## Stated problem
Copy the data from its first line through the line holding "MULTIPOLYGON (((451 231, 452", inclusive, with "butterfly forewing" replaced by "front wing" and everything else unchanged. Leave the pictures out of your copy.

## Data listing
__________

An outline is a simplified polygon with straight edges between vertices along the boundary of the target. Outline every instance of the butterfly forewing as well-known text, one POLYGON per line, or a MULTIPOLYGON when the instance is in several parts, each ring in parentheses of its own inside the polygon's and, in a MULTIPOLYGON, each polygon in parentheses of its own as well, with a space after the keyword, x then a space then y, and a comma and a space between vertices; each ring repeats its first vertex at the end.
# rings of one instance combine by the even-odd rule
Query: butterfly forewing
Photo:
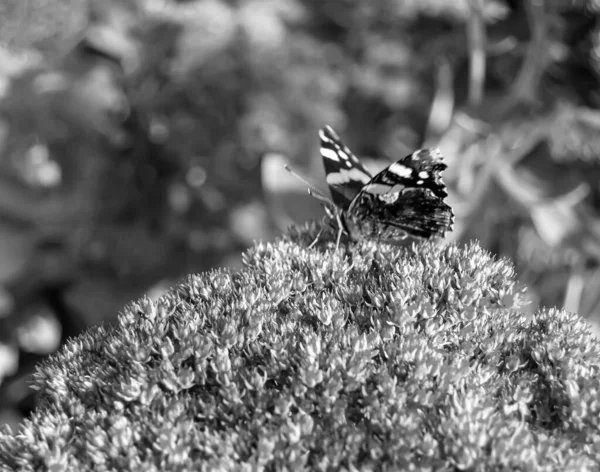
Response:
POLYGON ((371 180, 371 173, 329 126, 319 131, 321 156, 333 202, 342 210, 371 180))
POLYGON ((448 194, 440 174, 446 164, 439 150, 415 151, 372 177, 333 129, 327 126, 319 135, 340 231, 354 239, 386 240, 427 239, 451 230, 454 215, 444 202, 448 194))

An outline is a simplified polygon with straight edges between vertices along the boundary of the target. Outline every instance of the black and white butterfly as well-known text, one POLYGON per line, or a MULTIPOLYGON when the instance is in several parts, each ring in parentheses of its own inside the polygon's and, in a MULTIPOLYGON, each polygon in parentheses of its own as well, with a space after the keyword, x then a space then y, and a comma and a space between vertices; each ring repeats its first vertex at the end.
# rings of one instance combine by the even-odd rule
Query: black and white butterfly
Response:
MULTIPOLYGON (((451 231, 452 209, 440 173, 438 149, 420 149, 373 176, 329 126, 319 131, 321 156, 332 201, 326 211, 351 239, 429 239, 451 231)), ((337 247, 337 246, 336 246, 337 247)))

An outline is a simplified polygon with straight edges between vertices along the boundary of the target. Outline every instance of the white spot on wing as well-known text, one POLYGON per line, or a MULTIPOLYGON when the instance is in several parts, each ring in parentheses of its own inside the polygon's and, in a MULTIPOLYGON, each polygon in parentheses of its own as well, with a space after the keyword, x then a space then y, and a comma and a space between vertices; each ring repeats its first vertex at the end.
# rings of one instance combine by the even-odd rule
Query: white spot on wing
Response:
POLYGON ((319 130, 319 138, 321 138, 326 143, 330 143, 331 142, 331 139, 329 139, 329 136, 327 136, 327 134, 325 133, 325 131, 322 130, 322 129, 319 130))
POLYGON ((406 167, 402 164, 399 164, 398 162, 392 164, 388 168, 388 171, 392 172, 393 174, 399 175, 400 177, 410 177, 412 175, 412 169, 410 167, 406 167))
POLYGON ((393 192, 393 193, 385 193, 383 195, 379 195, 379 200, 385 202, 385 203, 394 203, 396 200, 398 200, 398 197, 400 196, 400 194, 398 192, 393 192))
MULTIPOLYGON (((371 178, 359 169, 340 169, 338 172, 327 175, 327 183, 329 185, 343 185, 348 182, 361 182, 366 184, 371 178)), ((388 187, 389 188, 389 187, 388 187)))

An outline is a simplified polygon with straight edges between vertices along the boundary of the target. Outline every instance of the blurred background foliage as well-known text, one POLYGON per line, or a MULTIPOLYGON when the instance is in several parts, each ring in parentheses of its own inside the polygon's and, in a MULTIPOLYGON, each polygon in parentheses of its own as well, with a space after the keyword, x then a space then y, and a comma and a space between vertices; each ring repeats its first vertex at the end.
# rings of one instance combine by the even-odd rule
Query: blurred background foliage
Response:
POLYGON ((317 130, 438 146, 449 239, 600 318, 600 2, 5 0, 0 423, 40 356, 322 211, 317 130))

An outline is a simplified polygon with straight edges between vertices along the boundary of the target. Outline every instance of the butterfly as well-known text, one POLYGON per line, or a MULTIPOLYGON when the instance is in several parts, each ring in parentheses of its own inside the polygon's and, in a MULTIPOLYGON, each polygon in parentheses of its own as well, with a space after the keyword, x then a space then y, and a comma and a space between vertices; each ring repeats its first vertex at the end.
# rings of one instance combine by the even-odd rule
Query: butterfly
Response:
POLYGON ((353 240, 393 240, 451 231, 454 214, 440 176, 447 166, 438 149, 415 151, 373 176, 331 127, 319 137, 332 200, 314 196, 338 223, 336 247, 343 233, 353 240))

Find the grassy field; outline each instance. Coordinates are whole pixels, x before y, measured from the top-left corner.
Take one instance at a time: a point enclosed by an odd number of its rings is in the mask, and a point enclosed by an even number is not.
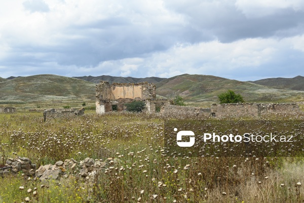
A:
[[[302,120],[304,112],[259,119],[274,118]],[[71,158],[120,160],[100,171],[92,181],[80,177],[78,170],[67,171],[60,181],[25,179],[21,173],[3,178],[0,202],[25,202],[26,197],[33,202],[304,200],[302,186],[296,185],[304,183],[301,158],[175,157],[164,146],[164,121],[168,119],[206,120],[207,115],[97,115],[89,111],[83,116],[45,122],[42,113],[0,114],[0,164],[16,156],[29,158],[37,167]]]

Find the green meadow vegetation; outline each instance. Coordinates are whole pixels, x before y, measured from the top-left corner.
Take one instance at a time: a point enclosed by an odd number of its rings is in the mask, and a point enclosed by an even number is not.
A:
[[[81,106],[82,103],[79,105]],[[0,164],[29,158],[40,166],[86,157],[109,162],[90,181],[79,170],[60,180],[0,181],[3,202],[300,202],[302,157],[177,157],[164,147],[164,121],[206,120],[208,115],[114,112],[47,120],[42,113],[0,114]],[[223,119],[302,120],[304,112]],[[294,129],[296,130],[297,129]]]

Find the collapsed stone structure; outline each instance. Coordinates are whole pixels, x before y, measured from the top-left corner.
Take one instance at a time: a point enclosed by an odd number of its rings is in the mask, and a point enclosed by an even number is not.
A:
[[[45,121],[48,118],[55,118],[66,117],[68,115],[80,116],[84,115],[85,108],[81,109],[51,109],[45,110],[43,112],[43,116]]]
[[[156,99],[156,88],[153,83],[113,83],[101,81],[96,85],[96,113],[102,114],[126,109],[125,105],[134,100],[145,103],[144,111],[155,112],[157,107],[170,105],[168,99]]]
[[[9,158],[5,165],[0,168],[0,177],[4,177],[9,174],[14,174],[21,171],[25,176],[32,176],[35,174],[36,164],[32,163],[26,157],[17,157]]]
[[[15,113],[16,108],[15,107],[0,107],[0,113]]]
[[[177,113],[181,114],[195,114],[211,113],[210,108],[185,107],[184,106],[166,105],[164,106],[161,112],[163,113]]]
[[[167,106],[162,109],[163,113],[195,114],[207,113],[213,117],[226,115],[247,115],[259,116],[268,112],[294,112],[300,111],[296,104],[214,104],[210,108]]]
[[[211,111],[215,116],[226,115],[245,115],[259,116],[268,112],[290,112],[300,111],[299,106],[290,104],[222,104],[211,105]]]

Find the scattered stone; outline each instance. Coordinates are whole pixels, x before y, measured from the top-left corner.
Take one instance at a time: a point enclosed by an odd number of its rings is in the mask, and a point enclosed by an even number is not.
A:
[[[60,172],[60,170],[46,170],[40,177],[40,180],[42,181],[45,179],[57,180],[59,177]]]
[[[63,162],[62,161],[58,161],[55,164],[57,166],[62,166],[63,165]]]

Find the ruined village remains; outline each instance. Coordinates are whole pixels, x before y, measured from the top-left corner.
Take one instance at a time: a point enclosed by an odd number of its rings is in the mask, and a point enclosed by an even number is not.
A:
[[[126,109],[125,105],[133,101],[145,104],[144,111],[155,112],[156,107],[171,104],[171,100],[156,98],[156,88],[153,83],[113,83],[100,81],[96,85],[96,113],[103,114],[117,110]]]
[[[85,113],[85,108],[81,109],[51,109],[44,110],[43,116],[44,121],[47,118],[64,117],[67,116],[80,116]]]
[[[0,107],[0,113],[15,113],[15,107]]]

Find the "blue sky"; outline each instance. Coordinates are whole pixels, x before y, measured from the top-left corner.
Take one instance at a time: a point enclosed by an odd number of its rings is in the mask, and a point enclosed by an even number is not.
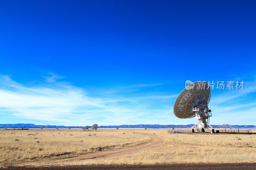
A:
[[[256,125],[253,1],[1,1],[0,123],[187,124],[187,80],[212,90],[213,124]]]

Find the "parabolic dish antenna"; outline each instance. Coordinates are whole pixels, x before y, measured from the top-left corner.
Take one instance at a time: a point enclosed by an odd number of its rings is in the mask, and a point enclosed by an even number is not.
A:
[[[94,131],[96,132],[97,131],[97,129],[98,128],[98,125],[94,124],[92,126],[92,129],[94,130]]]
[[[85,126],[85,129],[87,131],[88,131],[88,129],[89,129],[89,126]]]
[[[211,99],[211,88],[204,81],[193,83],[179,94],[173,106],[173,113],[180,119],[196,117],[198,122],[191,128],[212,127],[209,124],[212,112],[208,108]]]

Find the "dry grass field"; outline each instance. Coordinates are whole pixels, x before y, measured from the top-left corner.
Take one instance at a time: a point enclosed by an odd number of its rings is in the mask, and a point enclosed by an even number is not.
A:
[[[170,134],[167,129],[150,129],[136,131],[161,137],[164,143],[124,156],[61,164],[256,162],[256,135]]]
[[[97,132],[66,130],[1,130],[0,162],[3,165],[17,161],[84,154],[100,152],[104,147],[106,149],[115,149],[138,144],[149,140],[148,137],[139,133],[159,137],[164,142],[161,145],[131,154],[58,164],[256,162],[256,135],[170,134],[167,133],[167,129],[145,130],[121,128],[118,130],[101,129]]]
[[[147,137],[121,130],[0,130],[0,165],[85,154],[148,141]]]

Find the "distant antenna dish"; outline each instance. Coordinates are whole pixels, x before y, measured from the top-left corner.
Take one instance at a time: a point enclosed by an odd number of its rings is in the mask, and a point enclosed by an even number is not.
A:
[[[193,83],[185,88],[176,99],[173,113],[180,119],[196,117],[198,122],[191,128],[212,127],[209,124],[212,116],[208,104],[211,99],[211,89],[206,82]]]
[[[86,130],[87,131],[88,131],[88,129],[89,129],[89,126],[85,126],[85,129],[86,129]]]
[[[94,130],[94,131],[96,132],[97,131],[97,129],[98,128],[98,125],[94,124],[92,126],[92,129]]]

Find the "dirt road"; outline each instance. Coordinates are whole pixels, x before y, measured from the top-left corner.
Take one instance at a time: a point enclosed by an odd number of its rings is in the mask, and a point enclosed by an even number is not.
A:
[[[0,168],[0,169],[1,169]],[[128,170],[130,169],[148,169],[166,170],[170,169],[187,169],[197,170],[256,169],[256,163],[231,163],[221,164],[174,164],[156,165],[76,165],[72,166],[47,166],[35,167],[34,166],[9,166],[3,168],[3,170]]]
[[[103,151],[100,152],[89,153],[72,157],[57,158],[21,162],[8,165],[24,166],[58,164],[61,162],[95,159],[98,159],[111,157],[119,156],[127,154],[131,154],[139,151],[148,148],[152,148],[163,143],[164,139],[160,137],[145,134],[141,134],[150,138],[149,142],[142,144],[123,148],[116,150]]]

__________

## The output
An outline is a simplified polygon with straight edges between vertices along the boundary of the target. Outline every instance of the front wing as well-known text, one POLYGON per line, or a MULTIPOLYGON when the instance is in several parts, each ring in parentheses of its own inside the polygon's and, in a MULTIPOLYGON, each polygon in parentheses of its own as well, with a space after the keyword, x then a space then y, and a comma and a space between vertices; each ring repeats its first vertex at the end.
# rings of one instance combine by the even-odd rule
Query: front wing
Photo:
Response:
POLYGON ((371 180, 371 173, 329 126, 319 131, 321 156, 333 202, 342 210, 371 180))
POLYGON ((448 194, 440 174, 446 164, 439 150, 415 151, 372 177, 333 129, 327 126, 319 135, 340 231, 354 239, 386 240, 427 239, 451 230, 454 215, 444 202, 448 194))

An outline is a simplified polygon with straight edges between vertices along the boundary of the target. Outline every instance of the black and white butterfly as well-known text, one POLYGON per line, or a MULTIPOLYGON when the instance is in several parts, each ring in parentheses of its own inside the polygon's and, in a MULTIPOLYGON, each polygon in parentheses of its own as well, with a space after the keyword, x then a space then y, and a comma and a space between vertices; each ring repeats its first vertex at the end.
# rings of one instance combine by the even-odd rule
Query: black and white butterfly
Response:
MULTIPOLYGON (((451 231, 452 209, 440 173, 438 149, 420 149, 373 176, 329 126, 319 131, 321 156, 332 201, 326 211, 351 239, 429 239, 451 231)), ((337 247, 337 246, 336 246, 337 247)))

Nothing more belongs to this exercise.